# TASK
Find "of the leafy" in the data, then restate the line it sits in and every later line word for word, ending with the last line.

***** EXTRACTED INFORMATION

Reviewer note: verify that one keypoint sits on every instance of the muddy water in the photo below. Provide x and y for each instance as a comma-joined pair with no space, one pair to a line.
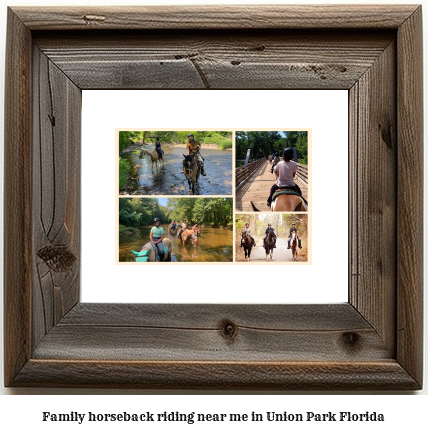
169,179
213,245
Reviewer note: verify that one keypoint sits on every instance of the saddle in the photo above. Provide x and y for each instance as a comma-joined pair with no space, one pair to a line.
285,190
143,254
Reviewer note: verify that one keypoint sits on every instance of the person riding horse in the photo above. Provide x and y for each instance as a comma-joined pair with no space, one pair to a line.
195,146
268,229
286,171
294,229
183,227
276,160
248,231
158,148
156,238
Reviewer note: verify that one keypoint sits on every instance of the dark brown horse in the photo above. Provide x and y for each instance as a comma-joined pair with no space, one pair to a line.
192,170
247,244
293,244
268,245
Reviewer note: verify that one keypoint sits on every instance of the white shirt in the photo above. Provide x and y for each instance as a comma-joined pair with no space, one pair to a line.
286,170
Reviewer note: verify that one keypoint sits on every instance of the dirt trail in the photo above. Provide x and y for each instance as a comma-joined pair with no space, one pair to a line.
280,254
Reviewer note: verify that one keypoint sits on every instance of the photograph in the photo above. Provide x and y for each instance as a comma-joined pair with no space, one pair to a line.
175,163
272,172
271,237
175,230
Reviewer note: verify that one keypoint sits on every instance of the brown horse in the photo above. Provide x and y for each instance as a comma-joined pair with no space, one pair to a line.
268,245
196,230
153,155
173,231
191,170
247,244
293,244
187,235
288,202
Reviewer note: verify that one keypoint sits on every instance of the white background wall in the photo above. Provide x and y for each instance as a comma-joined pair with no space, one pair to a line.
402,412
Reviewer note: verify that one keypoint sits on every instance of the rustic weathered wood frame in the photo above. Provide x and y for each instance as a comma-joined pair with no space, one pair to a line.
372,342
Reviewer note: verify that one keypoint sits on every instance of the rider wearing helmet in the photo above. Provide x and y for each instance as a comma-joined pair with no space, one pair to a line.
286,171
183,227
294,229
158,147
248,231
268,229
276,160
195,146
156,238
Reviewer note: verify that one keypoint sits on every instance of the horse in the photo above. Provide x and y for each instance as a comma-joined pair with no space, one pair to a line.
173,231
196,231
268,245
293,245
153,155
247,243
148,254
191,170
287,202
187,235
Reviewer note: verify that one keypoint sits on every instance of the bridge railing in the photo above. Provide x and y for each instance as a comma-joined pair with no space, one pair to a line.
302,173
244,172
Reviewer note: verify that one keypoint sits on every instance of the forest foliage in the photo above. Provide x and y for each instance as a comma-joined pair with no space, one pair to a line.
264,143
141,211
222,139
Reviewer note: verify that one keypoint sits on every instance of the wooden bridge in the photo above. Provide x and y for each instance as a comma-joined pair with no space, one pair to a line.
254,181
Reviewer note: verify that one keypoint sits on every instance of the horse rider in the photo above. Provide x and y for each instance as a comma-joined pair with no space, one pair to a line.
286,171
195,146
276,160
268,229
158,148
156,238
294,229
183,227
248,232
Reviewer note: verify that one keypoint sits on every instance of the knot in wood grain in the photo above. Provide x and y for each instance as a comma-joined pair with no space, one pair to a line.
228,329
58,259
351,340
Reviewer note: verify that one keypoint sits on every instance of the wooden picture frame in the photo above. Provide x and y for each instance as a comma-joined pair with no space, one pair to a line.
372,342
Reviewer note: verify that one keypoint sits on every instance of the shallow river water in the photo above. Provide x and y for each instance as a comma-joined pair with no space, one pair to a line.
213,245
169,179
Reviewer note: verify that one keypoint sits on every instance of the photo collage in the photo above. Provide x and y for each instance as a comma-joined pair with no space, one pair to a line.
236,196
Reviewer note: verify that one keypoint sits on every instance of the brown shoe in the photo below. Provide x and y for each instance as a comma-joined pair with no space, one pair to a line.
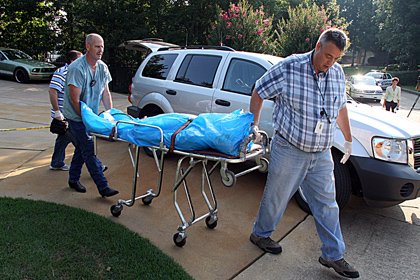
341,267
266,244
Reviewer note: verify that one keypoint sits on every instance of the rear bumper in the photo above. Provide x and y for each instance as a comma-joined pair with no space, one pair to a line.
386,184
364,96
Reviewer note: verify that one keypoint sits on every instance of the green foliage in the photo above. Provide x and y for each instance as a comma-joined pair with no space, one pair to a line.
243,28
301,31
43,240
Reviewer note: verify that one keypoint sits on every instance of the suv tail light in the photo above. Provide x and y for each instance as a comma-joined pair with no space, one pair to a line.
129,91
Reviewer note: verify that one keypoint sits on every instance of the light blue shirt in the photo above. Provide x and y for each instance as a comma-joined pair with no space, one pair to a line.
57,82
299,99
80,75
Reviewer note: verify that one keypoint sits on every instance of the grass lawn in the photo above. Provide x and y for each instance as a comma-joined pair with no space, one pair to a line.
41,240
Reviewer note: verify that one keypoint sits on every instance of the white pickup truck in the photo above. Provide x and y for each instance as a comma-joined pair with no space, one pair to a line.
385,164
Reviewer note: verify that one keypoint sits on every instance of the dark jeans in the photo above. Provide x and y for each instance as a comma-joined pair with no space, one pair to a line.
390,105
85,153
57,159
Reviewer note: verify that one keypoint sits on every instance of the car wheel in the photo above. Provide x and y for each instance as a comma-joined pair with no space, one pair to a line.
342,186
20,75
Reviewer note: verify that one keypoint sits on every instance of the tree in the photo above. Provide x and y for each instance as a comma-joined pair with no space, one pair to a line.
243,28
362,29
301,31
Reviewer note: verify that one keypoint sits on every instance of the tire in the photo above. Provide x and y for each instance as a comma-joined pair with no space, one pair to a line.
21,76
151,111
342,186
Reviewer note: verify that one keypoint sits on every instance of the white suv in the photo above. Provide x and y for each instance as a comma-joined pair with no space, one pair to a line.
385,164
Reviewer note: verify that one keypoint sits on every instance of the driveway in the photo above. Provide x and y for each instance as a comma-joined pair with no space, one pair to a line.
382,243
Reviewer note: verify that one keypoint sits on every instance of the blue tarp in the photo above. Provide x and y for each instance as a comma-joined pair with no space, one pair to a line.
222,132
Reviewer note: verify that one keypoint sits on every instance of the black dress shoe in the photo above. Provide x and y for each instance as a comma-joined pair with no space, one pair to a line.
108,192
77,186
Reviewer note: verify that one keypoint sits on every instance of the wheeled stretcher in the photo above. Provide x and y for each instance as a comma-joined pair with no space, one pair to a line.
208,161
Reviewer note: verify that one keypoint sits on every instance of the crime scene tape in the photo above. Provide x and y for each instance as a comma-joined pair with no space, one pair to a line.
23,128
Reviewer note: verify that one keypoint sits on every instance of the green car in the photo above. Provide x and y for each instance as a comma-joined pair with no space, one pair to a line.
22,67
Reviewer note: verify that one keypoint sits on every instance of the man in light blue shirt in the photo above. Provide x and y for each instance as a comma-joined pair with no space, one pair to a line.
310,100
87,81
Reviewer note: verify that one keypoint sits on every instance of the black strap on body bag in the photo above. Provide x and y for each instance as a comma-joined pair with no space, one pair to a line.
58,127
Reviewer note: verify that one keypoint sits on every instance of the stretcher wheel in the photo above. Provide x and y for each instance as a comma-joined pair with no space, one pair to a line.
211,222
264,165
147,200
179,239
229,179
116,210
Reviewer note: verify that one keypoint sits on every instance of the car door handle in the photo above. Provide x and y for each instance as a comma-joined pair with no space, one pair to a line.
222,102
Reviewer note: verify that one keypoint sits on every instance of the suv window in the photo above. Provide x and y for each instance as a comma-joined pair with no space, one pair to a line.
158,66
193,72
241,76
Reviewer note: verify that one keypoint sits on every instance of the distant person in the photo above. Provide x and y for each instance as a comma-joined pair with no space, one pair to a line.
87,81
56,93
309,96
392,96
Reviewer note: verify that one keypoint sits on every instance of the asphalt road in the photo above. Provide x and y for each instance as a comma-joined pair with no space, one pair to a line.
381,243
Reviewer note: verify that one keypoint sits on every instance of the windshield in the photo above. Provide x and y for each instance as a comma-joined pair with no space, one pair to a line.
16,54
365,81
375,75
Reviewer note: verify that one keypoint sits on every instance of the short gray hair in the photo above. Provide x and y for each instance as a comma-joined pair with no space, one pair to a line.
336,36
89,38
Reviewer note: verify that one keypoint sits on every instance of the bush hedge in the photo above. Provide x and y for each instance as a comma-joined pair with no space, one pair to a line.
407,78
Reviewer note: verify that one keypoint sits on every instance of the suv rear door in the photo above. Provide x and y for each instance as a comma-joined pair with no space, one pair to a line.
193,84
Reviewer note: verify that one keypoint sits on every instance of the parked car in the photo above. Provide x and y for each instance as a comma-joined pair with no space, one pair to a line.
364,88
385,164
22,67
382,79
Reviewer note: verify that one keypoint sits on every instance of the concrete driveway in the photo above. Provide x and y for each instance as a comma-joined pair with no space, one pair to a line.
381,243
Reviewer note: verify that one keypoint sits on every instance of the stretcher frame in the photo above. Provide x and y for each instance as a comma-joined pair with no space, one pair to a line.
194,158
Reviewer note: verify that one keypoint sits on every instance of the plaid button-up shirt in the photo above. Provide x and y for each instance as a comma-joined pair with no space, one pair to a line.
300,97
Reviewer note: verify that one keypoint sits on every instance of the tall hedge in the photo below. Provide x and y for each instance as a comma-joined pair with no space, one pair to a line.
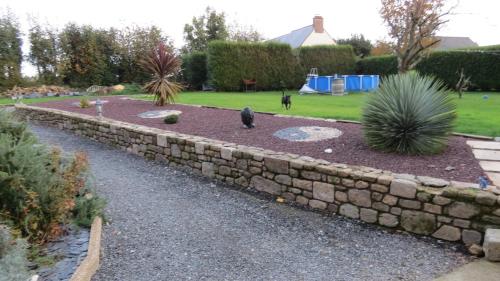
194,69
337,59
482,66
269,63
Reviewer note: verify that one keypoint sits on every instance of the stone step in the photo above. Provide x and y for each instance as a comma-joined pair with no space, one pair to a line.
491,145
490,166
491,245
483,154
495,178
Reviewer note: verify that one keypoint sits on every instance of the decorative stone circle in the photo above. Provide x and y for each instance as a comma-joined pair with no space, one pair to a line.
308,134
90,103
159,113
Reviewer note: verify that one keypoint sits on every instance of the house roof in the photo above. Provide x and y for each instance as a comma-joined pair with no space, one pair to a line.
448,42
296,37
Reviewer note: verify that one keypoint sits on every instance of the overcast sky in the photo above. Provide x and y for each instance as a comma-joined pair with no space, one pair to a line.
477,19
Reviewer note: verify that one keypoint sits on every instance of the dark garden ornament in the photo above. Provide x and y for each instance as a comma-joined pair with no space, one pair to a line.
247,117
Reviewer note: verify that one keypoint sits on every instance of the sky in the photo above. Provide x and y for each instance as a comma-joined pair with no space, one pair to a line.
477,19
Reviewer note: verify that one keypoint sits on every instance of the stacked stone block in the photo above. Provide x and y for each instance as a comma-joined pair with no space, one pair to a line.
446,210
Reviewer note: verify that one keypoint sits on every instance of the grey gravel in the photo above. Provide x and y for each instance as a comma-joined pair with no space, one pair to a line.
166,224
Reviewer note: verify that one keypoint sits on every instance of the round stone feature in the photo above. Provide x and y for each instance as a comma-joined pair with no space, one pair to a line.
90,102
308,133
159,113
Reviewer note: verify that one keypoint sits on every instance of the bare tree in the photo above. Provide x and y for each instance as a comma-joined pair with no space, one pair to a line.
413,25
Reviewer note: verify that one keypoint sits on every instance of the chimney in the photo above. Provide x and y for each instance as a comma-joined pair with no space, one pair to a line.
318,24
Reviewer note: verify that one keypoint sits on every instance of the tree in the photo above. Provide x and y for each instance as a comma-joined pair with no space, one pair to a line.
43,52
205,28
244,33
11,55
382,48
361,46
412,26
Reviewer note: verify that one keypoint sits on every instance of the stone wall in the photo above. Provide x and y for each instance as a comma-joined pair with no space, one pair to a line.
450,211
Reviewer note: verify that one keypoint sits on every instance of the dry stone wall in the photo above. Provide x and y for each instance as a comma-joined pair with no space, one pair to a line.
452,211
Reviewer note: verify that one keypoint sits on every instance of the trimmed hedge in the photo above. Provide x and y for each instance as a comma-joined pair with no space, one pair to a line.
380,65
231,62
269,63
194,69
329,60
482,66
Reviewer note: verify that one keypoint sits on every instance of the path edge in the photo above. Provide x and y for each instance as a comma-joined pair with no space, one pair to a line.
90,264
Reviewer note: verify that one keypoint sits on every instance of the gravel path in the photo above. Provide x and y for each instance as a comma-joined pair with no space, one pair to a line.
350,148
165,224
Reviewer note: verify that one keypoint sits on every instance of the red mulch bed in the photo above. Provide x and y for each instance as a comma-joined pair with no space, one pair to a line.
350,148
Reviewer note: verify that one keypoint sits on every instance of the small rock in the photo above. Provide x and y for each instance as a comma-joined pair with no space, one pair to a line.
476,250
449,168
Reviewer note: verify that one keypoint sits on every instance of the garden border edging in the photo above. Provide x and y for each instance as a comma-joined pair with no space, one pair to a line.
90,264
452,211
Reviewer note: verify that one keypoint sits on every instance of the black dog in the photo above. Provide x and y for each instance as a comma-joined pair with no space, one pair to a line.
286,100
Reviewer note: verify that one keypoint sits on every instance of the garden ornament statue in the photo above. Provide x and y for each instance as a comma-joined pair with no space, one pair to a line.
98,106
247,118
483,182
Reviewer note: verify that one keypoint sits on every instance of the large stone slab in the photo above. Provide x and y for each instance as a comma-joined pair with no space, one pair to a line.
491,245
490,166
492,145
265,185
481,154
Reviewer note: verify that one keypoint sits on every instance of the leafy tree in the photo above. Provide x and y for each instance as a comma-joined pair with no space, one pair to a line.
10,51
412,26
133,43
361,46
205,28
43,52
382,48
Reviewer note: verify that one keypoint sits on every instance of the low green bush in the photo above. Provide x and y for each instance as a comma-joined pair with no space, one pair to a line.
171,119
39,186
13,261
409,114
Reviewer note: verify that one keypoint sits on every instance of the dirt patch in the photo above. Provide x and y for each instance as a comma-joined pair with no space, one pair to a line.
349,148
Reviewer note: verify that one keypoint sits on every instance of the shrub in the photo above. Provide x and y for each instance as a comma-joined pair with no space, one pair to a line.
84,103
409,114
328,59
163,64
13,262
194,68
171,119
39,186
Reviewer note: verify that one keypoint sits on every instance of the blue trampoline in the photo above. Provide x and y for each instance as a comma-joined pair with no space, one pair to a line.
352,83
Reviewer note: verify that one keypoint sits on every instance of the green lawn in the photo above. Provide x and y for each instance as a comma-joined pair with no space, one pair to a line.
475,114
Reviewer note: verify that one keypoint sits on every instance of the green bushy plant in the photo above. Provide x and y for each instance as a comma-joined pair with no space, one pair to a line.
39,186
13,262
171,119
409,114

**********

# REPLY
Reviewer note: verify that one keypoint sits on every instance of the leafy tree in the photo above. Provide x and y for each instance as a comma-joined pair with no space, one pair to a line.
10,51
412,26
133,43
361,46
205,28
43,52
382,48
Reviewer note: verify that one keypoint sits on every instance of the low green bush in the photo above. Provide x and y for each instance as a comma-joined pair with no space, one pair to a line.
171,119
39,186
13,261
409,114
Reviewer note: verify that one keypoint sits on every instance of the dirt patch in the photo above. Provide x and y for each instance as a comma-joined pair with no space, one pair to a line.
349,148
Reviewer note: verify that one keypoint sits on every instance of the shrub in the photo above. Provide x and y for each instance as a comma-joined pair with no space, one pair to a line.
84,103
409,114
328,59
163,64
13,262
194,68
171,119
39,186
Reviewer note: verify that one keypoint sits on every instance of the blue trampoline in the photo above. Provide x and y for each instance as a comma-joined pair with no space, one pair to a line.
352,83
Reviewer note: verify that one keypoint sits on every instance of the green lawn in the photo above. Provide x and y for each instance as a comma-joined pair with no space, one pair to a line.
475,114
Reviewer note: verify that one keypoint sits on every instance of the green bushy plant in the photo above. Provide x and y for each instance as a comma-joined pair with no space, one pair to a line.
39,186
13,262
171,119
409,114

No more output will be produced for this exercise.